====== Data lines ======

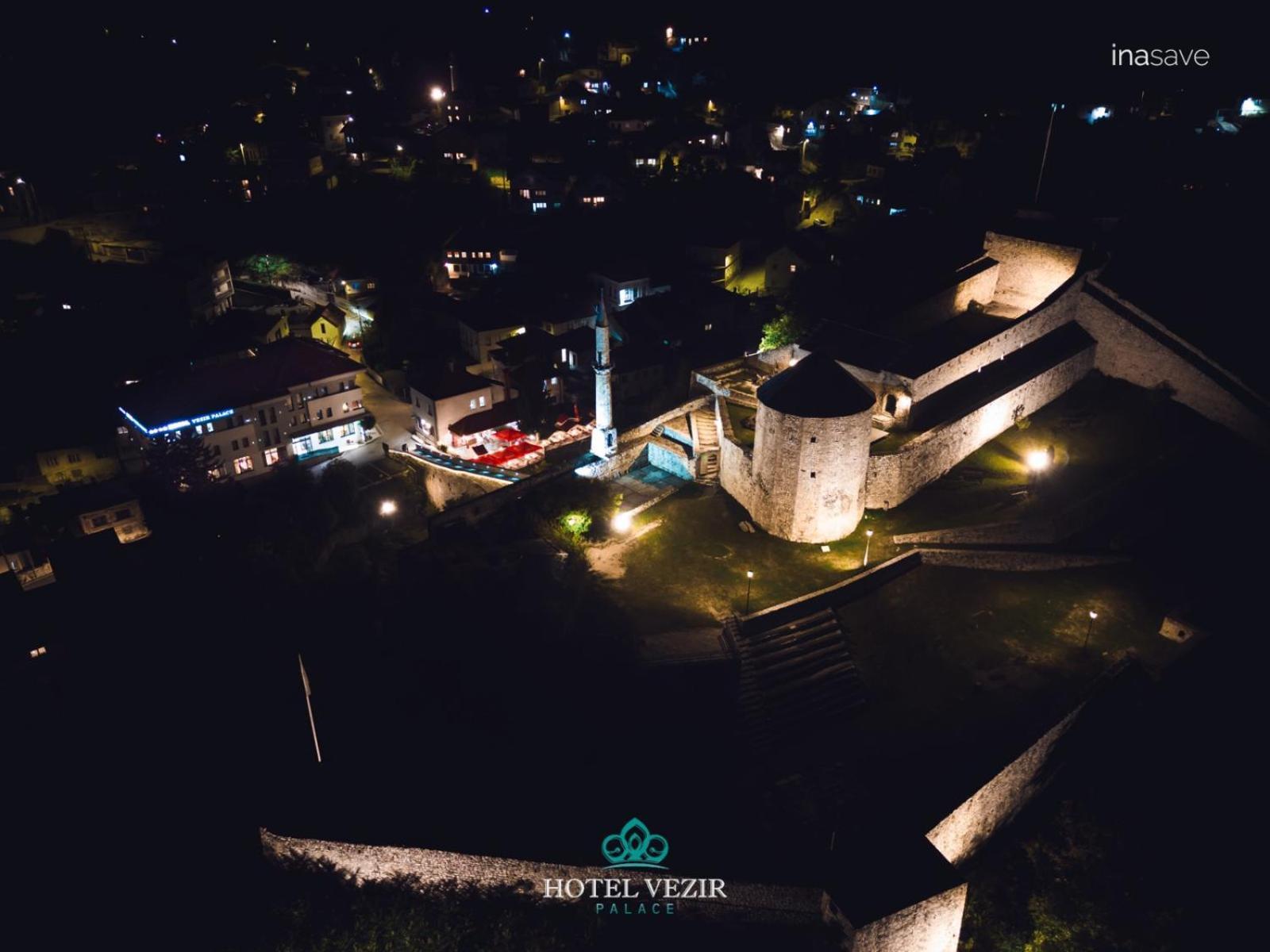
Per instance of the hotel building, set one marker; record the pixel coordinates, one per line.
(291, 399)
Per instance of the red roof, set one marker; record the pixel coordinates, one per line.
(507, 455)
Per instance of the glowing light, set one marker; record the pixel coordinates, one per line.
(1037, 460)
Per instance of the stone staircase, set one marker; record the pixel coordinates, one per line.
(797, 683)
(705, 444)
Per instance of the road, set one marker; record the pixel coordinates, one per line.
(393, 419)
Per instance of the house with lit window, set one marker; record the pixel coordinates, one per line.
(324, 324)
(622, 282)
(295, 399)
(444, 395)
(539, 190)
(474, 253)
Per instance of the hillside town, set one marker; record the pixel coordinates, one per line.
(478, 454)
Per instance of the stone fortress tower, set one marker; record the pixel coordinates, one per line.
(810, 454)
(603, 437)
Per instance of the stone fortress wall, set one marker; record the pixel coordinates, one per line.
(1030, 271)
(810, 474)
(897, 476)
(742, 903)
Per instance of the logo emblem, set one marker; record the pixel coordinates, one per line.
(635, 848)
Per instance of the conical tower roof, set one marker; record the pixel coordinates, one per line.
(817, 386)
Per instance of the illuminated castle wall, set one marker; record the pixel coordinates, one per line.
(806, 479)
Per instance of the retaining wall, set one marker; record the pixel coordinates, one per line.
(745, 901)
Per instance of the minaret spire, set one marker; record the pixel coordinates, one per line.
(603, 437)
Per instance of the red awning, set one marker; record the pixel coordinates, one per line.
(508, 455)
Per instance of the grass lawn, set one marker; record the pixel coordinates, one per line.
(1102, 431)
(690, 570)
(964, 668)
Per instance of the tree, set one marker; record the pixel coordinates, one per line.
(403, 169)
(785, 329)
(181, 463)
(270, 268)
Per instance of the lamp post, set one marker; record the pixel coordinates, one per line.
(1045, 155)
(309, 704)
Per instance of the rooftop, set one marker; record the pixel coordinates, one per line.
(817, 386)
(267, 372)
(441, 382)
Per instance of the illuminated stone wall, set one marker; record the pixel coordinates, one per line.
(633, 442)
(930, 926)
(976, 283)
(745, 901)
(1026, 330)
(1030, 271)
(897, 476)
(810, 474)
(1138, 349)
(1000, 800)
(736, 463)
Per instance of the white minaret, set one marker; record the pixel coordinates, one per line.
(603, 438)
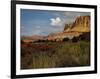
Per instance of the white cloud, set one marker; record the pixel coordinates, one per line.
(56, 21)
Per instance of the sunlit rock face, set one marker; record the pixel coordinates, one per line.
(81, 24)
(75, 29)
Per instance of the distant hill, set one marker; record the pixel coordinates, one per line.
(81, 24)
(79, 28)
(75, 29)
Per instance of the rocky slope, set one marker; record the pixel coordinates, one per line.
(81, 24)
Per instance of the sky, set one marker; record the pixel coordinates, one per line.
(44, 22)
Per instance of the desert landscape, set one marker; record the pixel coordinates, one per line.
(67, 48)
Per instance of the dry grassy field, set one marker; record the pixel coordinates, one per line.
(55, 54)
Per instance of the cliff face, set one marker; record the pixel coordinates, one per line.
(75, 29)
(81, 24)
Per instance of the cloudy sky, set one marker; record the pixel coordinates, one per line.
(40, 22)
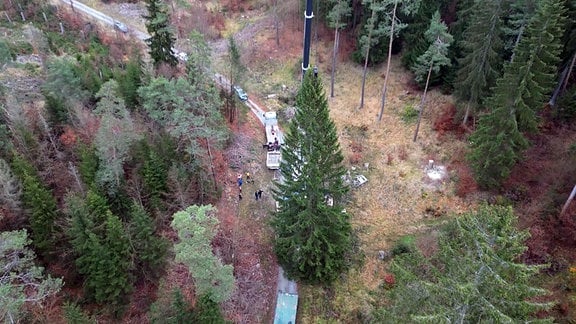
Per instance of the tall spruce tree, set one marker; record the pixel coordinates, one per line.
(482, 44)
(40, 205)
(313, 234)
(435, 57)
(161, 41)
(498, 143)
(473, 277)
(406, 7)
(196, 227)
(536, 61)
(148, 249)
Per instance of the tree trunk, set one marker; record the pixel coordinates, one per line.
(364, 76)
(517, 42)
(421, 112)
(366, 60)
(570, 198)
(563, 82)
(276, 23)
(386, 77)
(336, 41)
(212, 165)
(569, 72)
(466, 113)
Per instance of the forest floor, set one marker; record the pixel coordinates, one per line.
(400, 197)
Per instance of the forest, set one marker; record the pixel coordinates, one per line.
(118, 161)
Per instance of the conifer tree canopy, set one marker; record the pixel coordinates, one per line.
(313, 236)
(161, 41)
(473, 277)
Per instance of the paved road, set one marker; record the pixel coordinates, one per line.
(284, 285)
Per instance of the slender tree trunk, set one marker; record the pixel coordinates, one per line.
(568, 201)
(563, 82)
(334, 55)
(466, 113)
(212, 165)
(366, 60)
(421, 112)
(386, 77)
(569, 72)
(364, 76)
(518, 37)
(276, 23)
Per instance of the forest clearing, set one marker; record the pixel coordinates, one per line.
(58, 97)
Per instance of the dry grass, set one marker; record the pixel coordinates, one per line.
(398, 193)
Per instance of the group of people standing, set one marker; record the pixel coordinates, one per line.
(240, 181)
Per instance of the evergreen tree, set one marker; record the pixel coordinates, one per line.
(40, 203)
(406, 7)
(473, 277)
(101, 246)
(535, 62)
(498, 143)
(196, 227)
(161, 41)
(433, 59)
(149, 250)
(106, 263)
(129, 82)
(482, 45)
(208, 311)
(88, 164)
(199, 62)
(115, 135)
(413, 44)
(74, 314)
(10, 187)
(313, 234)
(155, 177)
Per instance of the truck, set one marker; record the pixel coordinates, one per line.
(273, 159)
(286, 300)
(274, 140)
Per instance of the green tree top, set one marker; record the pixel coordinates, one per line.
(313, 233)
(437, 54)
(161, 41)
(474, 277)
(196, 227)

======

Copy the lines of the material verbatim, from the line that contains "Per instance of the slender" through the end of the material, with both ends included.

Per instance of the slender tree trunk, set one marker; record the pixel coordinates, one per line.
(568, 201)
(563, 82)
(334, 55)
(466, 113)
(212, 165)
(366, 60)
(421, 112)
(386, 77)
(569, 72)
(364, 76)
(518, 37)
(276, 23)
Per instance of the forest clearing, set one marker; record the pixel coordinates, one per line.
(58, 97)
Per instance of the dry grass, set one marker; record the pixel coordinates, one per line.
(398, 193)
Per instance of the group of people standing, set one marker; record the pixel coordinates, one per line.
(240, 181)
Per instance of the evergreen tree, set one marker; record the pixel coordinates, one per line.
(40, 203)
(406, 7)
(473, 277)
(101, 246)
(535, 62)
(498, 143)
(196, 227)
(161, 41)
(433, 59)
(149, 250)
(106, 263)
(129, 82)
(482, 45)
(208, 311)
(88, 164)
(199, 62)
(115, 135)
(413, 44)
(74, 314)
(10, 187)
(313, 234)
(155, 177)
Per instance of the truck, set one marker; record the pixel coordinates, one per line.
(273, 159)
(286, 300)
(274, 140)
Per instance of the green tree top, set one marker; record the pixel coordinates, one per line.
(313, 233)
(437, 54)
(161, 41)
(474, 277)
(196, 227)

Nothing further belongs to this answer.